Data records
====
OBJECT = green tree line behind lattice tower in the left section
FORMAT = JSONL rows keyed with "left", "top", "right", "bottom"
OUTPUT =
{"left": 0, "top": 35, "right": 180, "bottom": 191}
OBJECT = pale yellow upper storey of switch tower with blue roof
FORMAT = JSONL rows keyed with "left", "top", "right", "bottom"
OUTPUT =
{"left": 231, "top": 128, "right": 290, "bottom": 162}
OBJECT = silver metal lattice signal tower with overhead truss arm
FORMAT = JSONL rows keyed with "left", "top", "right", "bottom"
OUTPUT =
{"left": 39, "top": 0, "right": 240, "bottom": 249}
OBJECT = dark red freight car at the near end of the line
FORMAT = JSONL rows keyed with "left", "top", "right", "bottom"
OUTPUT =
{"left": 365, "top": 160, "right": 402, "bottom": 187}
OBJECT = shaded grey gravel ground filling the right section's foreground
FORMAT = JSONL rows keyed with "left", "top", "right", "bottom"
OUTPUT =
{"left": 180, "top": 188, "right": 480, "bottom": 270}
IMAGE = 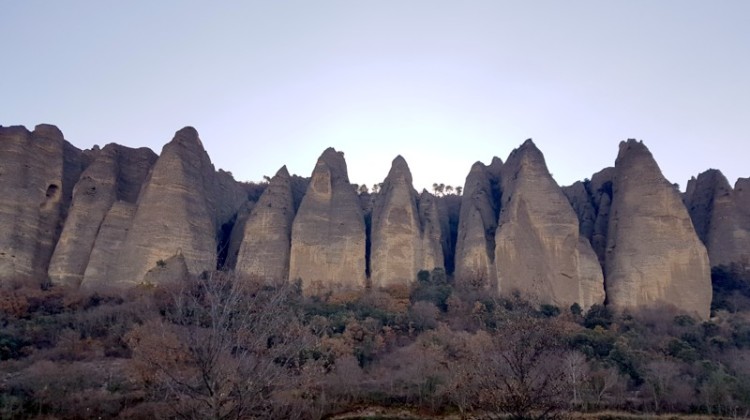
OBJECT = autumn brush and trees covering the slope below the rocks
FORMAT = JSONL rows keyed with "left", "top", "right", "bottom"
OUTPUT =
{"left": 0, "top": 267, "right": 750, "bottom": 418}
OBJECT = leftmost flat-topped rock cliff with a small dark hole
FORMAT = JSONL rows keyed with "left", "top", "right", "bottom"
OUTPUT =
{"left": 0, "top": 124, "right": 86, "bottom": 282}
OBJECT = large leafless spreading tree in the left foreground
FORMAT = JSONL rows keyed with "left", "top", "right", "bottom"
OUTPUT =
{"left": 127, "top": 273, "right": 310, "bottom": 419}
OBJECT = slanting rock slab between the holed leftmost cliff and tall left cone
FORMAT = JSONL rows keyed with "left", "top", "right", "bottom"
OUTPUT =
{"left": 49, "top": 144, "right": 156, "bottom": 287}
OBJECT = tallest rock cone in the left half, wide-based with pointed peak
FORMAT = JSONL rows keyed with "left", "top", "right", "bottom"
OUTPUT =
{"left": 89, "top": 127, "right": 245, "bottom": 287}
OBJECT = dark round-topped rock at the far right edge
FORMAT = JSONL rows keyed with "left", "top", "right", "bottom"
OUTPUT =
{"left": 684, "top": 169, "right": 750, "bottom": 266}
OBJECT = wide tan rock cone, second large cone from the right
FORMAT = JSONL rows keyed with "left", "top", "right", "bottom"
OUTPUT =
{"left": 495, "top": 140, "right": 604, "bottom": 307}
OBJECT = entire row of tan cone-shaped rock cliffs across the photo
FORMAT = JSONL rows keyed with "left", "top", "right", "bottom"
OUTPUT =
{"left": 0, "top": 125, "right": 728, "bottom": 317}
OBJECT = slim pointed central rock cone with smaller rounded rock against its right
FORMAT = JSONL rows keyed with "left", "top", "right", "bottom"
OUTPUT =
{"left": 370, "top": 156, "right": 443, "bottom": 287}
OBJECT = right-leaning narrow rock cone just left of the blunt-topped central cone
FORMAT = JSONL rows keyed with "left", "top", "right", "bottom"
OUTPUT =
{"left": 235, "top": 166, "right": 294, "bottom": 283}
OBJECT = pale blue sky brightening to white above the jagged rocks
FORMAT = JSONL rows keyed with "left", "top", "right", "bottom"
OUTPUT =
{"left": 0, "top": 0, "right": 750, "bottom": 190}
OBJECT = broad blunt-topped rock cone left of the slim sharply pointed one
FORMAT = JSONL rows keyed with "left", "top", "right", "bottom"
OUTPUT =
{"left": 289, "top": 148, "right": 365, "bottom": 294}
====
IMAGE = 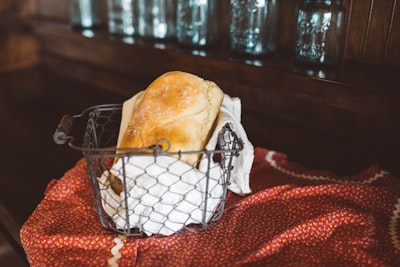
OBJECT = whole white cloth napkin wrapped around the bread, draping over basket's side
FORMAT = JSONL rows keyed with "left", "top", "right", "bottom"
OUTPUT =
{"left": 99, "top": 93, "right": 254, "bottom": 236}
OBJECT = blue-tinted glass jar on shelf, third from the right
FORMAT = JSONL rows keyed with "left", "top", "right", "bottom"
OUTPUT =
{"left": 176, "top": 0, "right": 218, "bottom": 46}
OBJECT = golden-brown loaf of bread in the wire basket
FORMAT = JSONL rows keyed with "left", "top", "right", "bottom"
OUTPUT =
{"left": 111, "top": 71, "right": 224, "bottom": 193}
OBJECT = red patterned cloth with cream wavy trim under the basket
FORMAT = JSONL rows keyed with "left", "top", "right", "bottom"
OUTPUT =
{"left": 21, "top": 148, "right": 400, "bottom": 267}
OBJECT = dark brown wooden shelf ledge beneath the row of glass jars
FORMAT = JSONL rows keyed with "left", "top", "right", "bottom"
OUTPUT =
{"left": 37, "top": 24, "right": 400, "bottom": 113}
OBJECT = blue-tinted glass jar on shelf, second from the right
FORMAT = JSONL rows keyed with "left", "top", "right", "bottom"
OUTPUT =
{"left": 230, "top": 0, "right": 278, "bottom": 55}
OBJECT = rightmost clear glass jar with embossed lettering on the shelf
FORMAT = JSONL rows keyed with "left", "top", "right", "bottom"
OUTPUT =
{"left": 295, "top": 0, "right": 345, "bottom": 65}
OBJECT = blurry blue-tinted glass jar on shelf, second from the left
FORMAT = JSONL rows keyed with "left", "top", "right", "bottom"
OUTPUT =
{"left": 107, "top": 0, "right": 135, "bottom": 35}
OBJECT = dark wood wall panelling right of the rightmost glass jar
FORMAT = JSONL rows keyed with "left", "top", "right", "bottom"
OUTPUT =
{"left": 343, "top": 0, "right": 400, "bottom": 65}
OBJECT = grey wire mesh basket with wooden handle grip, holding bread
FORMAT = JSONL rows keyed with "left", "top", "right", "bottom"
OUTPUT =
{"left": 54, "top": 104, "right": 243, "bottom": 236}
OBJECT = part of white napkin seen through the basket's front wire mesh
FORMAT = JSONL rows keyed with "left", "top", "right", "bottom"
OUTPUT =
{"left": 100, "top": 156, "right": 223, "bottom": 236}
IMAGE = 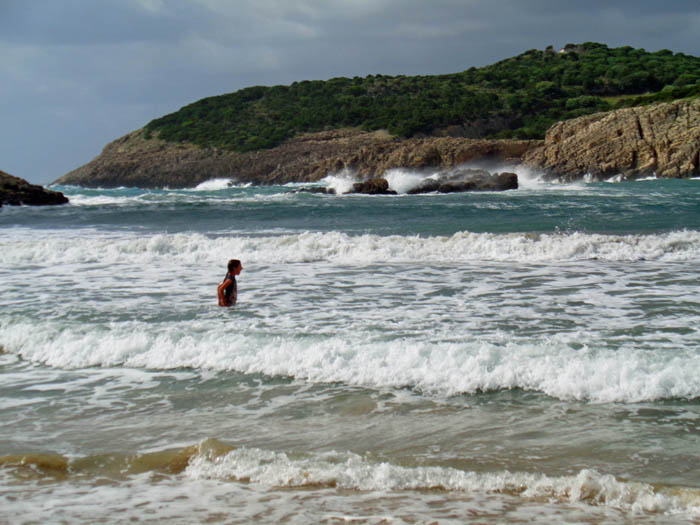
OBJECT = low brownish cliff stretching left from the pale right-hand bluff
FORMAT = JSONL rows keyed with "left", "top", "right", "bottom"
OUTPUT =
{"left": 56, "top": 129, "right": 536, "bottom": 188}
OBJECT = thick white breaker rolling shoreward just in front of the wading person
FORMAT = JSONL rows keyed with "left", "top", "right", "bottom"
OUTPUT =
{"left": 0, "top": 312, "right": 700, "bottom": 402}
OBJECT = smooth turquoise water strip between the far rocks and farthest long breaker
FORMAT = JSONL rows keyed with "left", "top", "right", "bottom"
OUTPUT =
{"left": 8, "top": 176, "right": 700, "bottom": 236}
====
What you have to do
Return every line above that contains the word "blue".

Written solution
OBJECT = pale yellow upper storey of switch tower with blue roof
OBJECT = pale blue sky brightening to white above the jagged rocks
OBJECT = blue-tinted glass jar on shelf, third from the right
OBJECT = blue-tinted glass jar on shelf, second from the right
OBJECT = blurry blue-tinted glass jar on shelf, second from the left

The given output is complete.